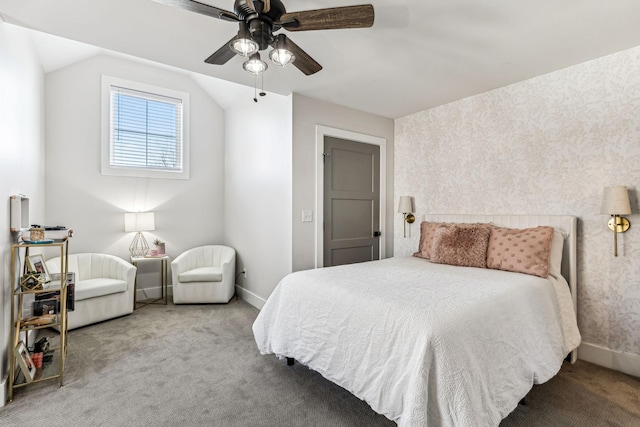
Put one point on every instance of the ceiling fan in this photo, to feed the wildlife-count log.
(258, 20)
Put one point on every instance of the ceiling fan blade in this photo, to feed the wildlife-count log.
(204, 9)
(303, 61)
(333, 18)
(222, 55)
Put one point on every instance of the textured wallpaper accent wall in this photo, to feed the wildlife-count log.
(547, 145)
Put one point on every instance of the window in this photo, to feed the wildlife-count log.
(145, 130)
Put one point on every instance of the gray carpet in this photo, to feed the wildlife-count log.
(194, 365)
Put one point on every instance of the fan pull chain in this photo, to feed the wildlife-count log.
(255, 88)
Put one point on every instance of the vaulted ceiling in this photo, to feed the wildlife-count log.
(418, 54)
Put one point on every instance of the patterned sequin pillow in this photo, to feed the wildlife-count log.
(525, 250)
(427, 230)
(461, 244)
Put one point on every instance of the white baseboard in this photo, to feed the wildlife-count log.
(250, 297)
(154, 291)
(623, 362)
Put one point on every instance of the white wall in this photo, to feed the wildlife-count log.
(307, 113)
(547, 145)
(258, 184)
(21, 158)
(188, 212)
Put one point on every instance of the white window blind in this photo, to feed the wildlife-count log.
(146, 131)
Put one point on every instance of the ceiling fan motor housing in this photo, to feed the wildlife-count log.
(260, 23)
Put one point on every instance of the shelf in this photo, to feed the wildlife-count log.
(49, 371)
(21, 299)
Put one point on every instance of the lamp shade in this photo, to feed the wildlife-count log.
(139, 221)
(615, 201)
(406, 204)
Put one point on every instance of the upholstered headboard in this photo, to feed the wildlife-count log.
(566, 223)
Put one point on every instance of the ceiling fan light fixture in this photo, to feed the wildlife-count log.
(255, 65)
(244, 47)
(281, 57)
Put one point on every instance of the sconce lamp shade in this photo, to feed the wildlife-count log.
(406, 208)
(139, 221)
(406, 205)
(615, 201)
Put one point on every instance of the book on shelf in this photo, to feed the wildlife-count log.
(55, 284)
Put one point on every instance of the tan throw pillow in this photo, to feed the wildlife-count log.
(461, 244)
(427, 230)
(525, 250)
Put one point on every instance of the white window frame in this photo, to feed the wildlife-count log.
(106, 140)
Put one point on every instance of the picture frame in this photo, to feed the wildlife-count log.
(24, 360)
(36, 263)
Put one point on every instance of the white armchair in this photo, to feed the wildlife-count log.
(205, 274)
(103, 289)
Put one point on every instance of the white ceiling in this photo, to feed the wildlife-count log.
(419, 54)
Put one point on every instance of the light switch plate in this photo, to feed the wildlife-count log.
(307, 216)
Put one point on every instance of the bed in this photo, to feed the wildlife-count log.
(428, 343)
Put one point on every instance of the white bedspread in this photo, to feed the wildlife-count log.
(423, 344)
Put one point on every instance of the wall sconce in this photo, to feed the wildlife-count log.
(406, 208)
(139, 222)
(615, 202)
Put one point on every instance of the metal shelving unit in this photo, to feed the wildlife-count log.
(20, 331)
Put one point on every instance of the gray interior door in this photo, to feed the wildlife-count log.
(351, 202)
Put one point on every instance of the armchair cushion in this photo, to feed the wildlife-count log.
(92, 288)
(204, 274)
(104, 286)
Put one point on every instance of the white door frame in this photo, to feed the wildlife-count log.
(321, 132)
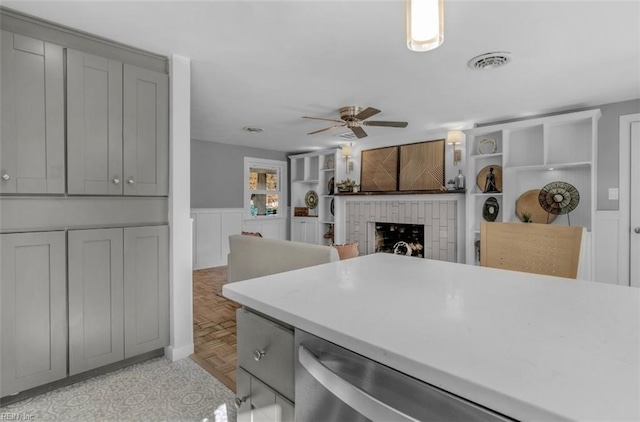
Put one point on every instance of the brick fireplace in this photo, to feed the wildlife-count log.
(438, 217)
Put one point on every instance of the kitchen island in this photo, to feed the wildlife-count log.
(527, 346)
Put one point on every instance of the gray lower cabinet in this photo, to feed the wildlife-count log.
(146, 132)
(94, 124)
(146, 289)
(32, 130)
(265, 381)
(34, 310)
(96, 298)
(259, 402)
(118, 294)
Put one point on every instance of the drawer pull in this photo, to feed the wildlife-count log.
(240, 400)
(258, 354)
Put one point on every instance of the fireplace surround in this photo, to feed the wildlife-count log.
(439, 214)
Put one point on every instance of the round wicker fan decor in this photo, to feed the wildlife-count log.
(559, 198)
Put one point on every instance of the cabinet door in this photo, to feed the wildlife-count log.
(146, 289)
(146, 132)
(34, 310)
(94, 124)
(32, 140)
(96, 307)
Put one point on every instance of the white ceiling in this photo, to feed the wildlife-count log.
(267, 63)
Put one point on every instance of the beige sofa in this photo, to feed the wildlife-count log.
(252, 256)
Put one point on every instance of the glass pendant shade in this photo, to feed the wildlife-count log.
(425, 29)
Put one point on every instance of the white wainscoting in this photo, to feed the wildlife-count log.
(212, 227)
(607, 249)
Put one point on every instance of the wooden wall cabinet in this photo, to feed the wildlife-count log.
(34, 310)
(32, 139)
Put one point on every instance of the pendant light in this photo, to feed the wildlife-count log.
(425, 19)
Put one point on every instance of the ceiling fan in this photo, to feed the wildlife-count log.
(354, 118)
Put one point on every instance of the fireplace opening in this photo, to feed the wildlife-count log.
(400, 239)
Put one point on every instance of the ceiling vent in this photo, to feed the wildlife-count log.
(347, 135)
(253, 129)
(490, 60)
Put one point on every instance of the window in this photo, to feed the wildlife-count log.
(265, 188)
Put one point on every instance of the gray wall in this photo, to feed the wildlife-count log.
(217, 173)
(609, 149)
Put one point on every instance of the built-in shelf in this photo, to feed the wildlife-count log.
(550, 166)
(413, 192)
(533, 153)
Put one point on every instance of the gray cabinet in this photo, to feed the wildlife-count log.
(32, 132)
(118, 294)
(258, 402)
(118, 131)
(146, 132)
(146, 289)
(265, 383)
(96, 299)
(94, 124)
(34, 315)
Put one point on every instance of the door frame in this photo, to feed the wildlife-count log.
(624, 202)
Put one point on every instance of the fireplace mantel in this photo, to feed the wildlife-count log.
(394, 193)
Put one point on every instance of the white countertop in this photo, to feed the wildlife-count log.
(528, 346)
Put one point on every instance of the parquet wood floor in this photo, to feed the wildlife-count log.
(214, 326)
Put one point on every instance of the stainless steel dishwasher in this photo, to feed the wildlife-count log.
(335, 384)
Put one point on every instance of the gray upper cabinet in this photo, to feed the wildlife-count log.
(32, 133)
(34, 310)
(118, 130)
(96, 301)
(146, 289)
(146, 132)
(94, 124)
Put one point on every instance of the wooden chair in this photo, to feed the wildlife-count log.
(533, 248)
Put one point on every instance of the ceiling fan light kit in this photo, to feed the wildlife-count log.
(353, 117)
(425, 24)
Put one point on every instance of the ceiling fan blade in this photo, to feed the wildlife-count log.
(367, 112)
(386, 124)
(322, 118)
(359, 132)
(323, 130)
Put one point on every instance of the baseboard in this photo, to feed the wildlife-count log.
(174, 354)
(5, 401)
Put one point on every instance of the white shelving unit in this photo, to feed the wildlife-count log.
(313, 171)
(531, 154)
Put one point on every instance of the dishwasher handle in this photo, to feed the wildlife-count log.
(358, 399)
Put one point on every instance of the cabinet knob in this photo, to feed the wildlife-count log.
(240, 400)
(258, 354)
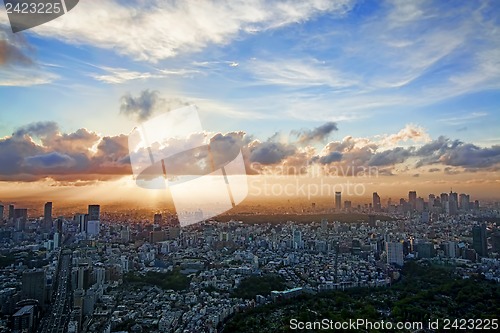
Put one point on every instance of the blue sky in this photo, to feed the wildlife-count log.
(375, 68)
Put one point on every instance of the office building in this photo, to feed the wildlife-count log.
(11, 212)
(371, 221)
(94, 213)
(93, 228)
(495, 241)
(464, 202)
(376, 202)
(479, 241)
(347, 204)
(297, 239)
(338, 201)
(33, 285)
(394, 251)
(157, 219)
(412, 199)
(24, 319)
(82, 220)
(47, 216)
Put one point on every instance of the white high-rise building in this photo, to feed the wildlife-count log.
(297, 239)
(394, 251)
(93, 228)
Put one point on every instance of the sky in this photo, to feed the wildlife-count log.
(411, 88)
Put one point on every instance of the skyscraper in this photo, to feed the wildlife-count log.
(11, 212)
(453, 203)
(297, 239)
(82, 219)
(464, 202)
(376, 202)
(347, 204)
(47, 216)
(412, 199)
(33, 285)
(338, 200)
(157, 219)
(479, 242)
(94, 213)
(93, 223)
(394, 251)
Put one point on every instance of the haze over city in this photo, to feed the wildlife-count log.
(413, 94)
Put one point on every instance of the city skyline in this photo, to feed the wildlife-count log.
(413, 92)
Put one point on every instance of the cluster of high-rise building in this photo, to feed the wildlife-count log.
(94, 255)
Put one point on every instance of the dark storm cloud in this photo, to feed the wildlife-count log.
(38, 129)
(390, 157)
(141, 106)
(271, 152)
(333, 156)
(61, 155)
(318, 134)
(50, 160)
(13, 48)
(471, 156)
(458, 154)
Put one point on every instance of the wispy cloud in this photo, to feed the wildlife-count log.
(463, 118)
(161, 30)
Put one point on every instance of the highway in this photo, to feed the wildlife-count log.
(57, 320)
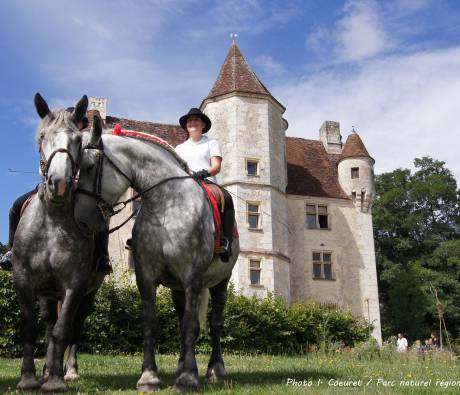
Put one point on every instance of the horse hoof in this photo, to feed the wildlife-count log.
(149, 382)
(71, 375)
(216, 373)
(28, 383)
(54, 384)
(146, 389)
(186, 382)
****************
### WHAT IS ASKED
Retype, without any picture, exactly the lines from the one with "Put one point on every instance of the wispy" through the end of the entries, inclusive.

### RESULT OF THIS EXERCISE
Put one point on every instance of the wispy cloud in this photo, to feed the wildlife-count log.
(463, 118)
(161, 30)
Put one point on every instance of the highway in this photo, to feed the wildlife-count log.
(57, 320)
Put one point on every instance of the horse hoof in this photo, to feed the wildlife-count log.
(149, 382)
(71, 375)
(216, 373)
(28, 383)
(54, 384)
(146, 389)
(186, 382)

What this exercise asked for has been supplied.